▶ **Problem requirements**: Reproduce the following data verbatim, every line from first to last, with no changes.

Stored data
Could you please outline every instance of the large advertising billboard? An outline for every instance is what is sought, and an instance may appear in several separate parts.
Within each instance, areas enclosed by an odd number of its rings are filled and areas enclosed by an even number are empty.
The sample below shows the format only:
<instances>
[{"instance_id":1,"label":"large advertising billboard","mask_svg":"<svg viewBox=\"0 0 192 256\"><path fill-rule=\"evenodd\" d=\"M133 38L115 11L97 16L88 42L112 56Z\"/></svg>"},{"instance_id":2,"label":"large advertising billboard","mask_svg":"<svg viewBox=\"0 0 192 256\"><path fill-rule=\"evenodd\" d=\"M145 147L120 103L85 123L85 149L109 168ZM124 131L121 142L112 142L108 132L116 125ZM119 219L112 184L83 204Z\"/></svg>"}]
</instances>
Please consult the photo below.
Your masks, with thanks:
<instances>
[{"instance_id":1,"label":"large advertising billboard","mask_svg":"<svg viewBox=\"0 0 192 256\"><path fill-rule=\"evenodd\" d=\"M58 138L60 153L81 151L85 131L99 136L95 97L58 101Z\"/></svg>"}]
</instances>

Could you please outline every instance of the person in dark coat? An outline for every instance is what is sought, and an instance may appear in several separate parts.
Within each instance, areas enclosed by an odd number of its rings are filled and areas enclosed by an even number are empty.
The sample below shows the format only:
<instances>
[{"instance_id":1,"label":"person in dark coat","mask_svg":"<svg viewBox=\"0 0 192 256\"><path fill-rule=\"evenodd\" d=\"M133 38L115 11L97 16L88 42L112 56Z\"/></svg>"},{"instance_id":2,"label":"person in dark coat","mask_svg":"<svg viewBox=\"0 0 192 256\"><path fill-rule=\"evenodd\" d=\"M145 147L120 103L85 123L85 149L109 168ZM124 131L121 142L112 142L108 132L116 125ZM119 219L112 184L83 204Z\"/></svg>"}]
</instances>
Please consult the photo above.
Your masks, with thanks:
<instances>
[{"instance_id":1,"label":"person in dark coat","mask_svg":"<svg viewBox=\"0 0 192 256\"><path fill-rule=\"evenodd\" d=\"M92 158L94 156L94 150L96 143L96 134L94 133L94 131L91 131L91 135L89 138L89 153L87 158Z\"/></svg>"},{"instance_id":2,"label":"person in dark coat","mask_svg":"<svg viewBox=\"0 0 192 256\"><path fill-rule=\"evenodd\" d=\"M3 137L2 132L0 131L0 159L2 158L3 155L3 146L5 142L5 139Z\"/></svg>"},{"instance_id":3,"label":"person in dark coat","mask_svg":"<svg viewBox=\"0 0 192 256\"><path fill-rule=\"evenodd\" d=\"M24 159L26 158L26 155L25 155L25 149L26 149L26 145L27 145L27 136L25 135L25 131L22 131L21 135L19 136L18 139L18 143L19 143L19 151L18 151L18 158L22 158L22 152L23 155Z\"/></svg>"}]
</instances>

▶ **Solution for this task**:
Could you please outline every instance of the large advertising billboard? An outline for every instance is what is sought, and an instance may appear in several separate parts.
Within each instance, areas enclosed by an odd number of its rings are filled and areas enclosed by an even number are empty.
The sample below shows the format only:
<instances>
[{"instance_id":1,"label":"large advertising billboard","mask_svg":"<svg viewBox=\"0 0 192 256\"><path fill-rule=\"evenodd\" d=\"M133 38L115 11L97 16L88 42L112 56Z\"/></svg>"},{"instance_id":2,"label":"large advertising billboard","mask_svg":"<svg viewBox=\"0 0 192 256\"><path fill-rule=\"evenodd\" d=\"M145 147L120 103L85 123L85 149L109 168ZM124 131L121 142L112 142L108 132L116 125ZM119 219L112 184L83 204Z\"/></svg>"}]
</instances>
Please consult the photo below.
Your masks, with thanks:
<instances>
[{"instance_id":1,"label":"large advertising billboard","mask_svg":"<svg viewBox=\"0 0 192 256\"><path fill-rule=\"evenodd\" d=\"M58 138L60 153L81 151L85 131L99 136L95 97L58 101Z\"/></svg>"}]
</instances>

Could you please outline every instance of the person in dark coat? An outline for every instance is what is sought, and an instance may appear in several separate parts.
Within each instance, areas enclosed by an odd number of its rings are filled and areas enclosed by an even number are empty.
The sample below shows the format only:
<instances>
[{"instance_id":1,"label":"person in dark coat","mask_svg":"<svg viewBox=\"0 0 192 256\"><path fill-rule=\"evenodd\" d=\"M133 38L115 11L97 16L88 42L112 56Z\"/></svg>"},{"instance_id":2,"label":"person in dark coat","mask_svg":"<svg viewBox=\"0 0 192 256\"><path fill-rule=\"evenodd\" d=\"M145 147L120 103L85 123L85 149L109 168ZM124 131L121 142L112 142L108 132L116 125ZM119 219L112 184L83 204Z\"/></svg>"}]
</instances>
Please consult the photo above.
Your masks, with thanks:
<instances>
[{"instance_id":1,"label":"person in dark coat","mask_svg":"<svg viewBox=\"0 0 192 256\"><path fill-rule=\"evenodd\" d=\"M92 158L94 156L94 150L96 143L96 134L94 133L94 131L91 131L91 135L89 138L89 153L87 158Z\"/></svg>"},{"instance_id":2,"label":"person in dark coat","mask_svg":"<svg viewBox=\"0 0 192 256\"><path fill-rule=\"evenodd\" d=\"M3 137L2 132L0 131L0 159L2 158L3 155L3 146L5 142L5 139Z\"/></svg>"},{"instance_id":3,"label":"person in dark coat","mask_svg":"<svg viewBox=\"0 0 192 256\"><path fill-rule=\"evenodd\" d=\"M24 159L26 158L26 155L25 155L25 149L26 149L26 145L27 145L27 136L25 135L25 131L22 131L21 135L19 136L18 139L18 143L19 143L19 151L18 151L18 158L22 158L22 152L23 155Z\"/></svg>"}]
</instances>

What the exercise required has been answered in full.